» What is needed:
Only the lines from the one holding "[(902, 300)]" through the end of the records below are to be reproduced exactly, and pictures are to be omitted.

### Given data

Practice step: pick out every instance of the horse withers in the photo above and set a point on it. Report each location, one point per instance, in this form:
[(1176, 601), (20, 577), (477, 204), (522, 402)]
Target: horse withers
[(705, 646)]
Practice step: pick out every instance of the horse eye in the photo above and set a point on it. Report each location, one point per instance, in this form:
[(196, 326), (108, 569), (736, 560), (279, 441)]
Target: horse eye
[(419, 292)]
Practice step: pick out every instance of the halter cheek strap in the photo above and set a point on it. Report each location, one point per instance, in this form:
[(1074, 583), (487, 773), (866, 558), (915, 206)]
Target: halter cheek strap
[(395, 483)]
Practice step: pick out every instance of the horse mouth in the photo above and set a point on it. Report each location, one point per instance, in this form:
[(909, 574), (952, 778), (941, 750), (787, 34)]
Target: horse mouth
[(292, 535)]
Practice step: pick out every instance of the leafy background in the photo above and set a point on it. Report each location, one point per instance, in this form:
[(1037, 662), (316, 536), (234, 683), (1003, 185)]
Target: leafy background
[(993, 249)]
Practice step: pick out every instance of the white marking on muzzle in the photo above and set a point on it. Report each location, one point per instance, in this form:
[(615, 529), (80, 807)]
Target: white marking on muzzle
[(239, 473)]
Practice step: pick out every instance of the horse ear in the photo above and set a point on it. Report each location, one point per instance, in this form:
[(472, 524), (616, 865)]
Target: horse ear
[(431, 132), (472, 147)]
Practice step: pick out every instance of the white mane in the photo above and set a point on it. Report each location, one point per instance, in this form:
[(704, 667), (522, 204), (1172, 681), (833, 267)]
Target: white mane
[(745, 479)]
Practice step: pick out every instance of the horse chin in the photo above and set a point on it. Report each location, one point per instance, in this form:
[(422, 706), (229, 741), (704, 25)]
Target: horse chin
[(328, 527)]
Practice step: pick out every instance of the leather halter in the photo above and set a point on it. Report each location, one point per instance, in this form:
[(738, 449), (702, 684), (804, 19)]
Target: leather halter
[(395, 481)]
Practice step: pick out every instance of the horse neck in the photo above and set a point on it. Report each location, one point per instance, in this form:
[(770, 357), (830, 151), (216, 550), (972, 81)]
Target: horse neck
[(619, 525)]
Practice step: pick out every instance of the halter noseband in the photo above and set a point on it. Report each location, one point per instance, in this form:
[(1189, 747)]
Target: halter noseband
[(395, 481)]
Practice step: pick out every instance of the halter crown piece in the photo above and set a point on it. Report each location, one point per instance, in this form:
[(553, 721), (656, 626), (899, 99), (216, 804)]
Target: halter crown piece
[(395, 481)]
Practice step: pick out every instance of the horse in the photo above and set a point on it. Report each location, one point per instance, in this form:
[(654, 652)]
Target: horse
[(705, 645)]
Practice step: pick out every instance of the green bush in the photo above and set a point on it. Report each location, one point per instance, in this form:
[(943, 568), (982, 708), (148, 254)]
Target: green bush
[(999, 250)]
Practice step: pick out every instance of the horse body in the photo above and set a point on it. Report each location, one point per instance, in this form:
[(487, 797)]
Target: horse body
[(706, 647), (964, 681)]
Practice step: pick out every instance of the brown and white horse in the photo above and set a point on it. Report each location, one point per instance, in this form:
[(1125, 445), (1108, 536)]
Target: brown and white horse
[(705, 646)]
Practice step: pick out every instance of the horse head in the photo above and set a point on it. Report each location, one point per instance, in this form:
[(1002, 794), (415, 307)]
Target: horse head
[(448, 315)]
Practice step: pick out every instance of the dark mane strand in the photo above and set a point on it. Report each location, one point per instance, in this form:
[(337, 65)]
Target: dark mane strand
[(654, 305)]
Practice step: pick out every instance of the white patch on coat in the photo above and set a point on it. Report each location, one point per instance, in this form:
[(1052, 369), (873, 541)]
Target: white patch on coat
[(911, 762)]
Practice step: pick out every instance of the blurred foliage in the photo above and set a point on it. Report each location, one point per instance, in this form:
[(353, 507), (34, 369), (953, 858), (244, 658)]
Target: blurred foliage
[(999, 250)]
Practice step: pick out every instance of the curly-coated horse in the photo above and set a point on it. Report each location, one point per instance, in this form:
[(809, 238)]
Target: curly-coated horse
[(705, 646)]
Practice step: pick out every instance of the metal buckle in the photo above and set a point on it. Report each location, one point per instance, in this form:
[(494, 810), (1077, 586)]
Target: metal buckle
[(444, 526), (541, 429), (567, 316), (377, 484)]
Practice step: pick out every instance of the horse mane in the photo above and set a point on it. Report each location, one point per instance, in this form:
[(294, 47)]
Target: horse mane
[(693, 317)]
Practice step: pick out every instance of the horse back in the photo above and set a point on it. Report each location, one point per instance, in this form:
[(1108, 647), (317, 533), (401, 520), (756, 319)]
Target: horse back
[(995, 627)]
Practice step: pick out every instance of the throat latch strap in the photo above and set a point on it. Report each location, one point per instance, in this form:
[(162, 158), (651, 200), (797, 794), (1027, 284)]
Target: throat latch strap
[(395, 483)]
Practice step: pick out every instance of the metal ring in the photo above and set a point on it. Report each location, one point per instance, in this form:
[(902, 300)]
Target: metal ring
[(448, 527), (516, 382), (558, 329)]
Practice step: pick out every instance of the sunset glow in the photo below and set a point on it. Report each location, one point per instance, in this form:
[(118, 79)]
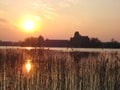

######

» Result:
[(902, 300)]
Target: metal ring
[(448, 527), (516, 382), (558, 329)]
Practice step: pick out every instance of the sunset glow in the photo below and set a point on it. Report each location, one point per instance, in this form:
[(118, 79)]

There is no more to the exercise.